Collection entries
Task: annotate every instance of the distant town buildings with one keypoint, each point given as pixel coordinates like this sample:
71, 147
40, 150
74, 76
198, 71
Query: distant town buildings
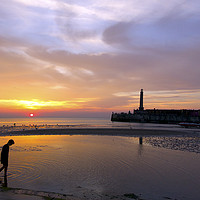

## What the task asks:
Can you write down every line of the records above word for word, leaving out the pictures?

## Result:
Task: annotate every instance of the distant town buildings with one keypoint, each point given as pixel coordinates like this sample:
71, 147
40, 150
74, 76
198, 71
Query: distant town buildings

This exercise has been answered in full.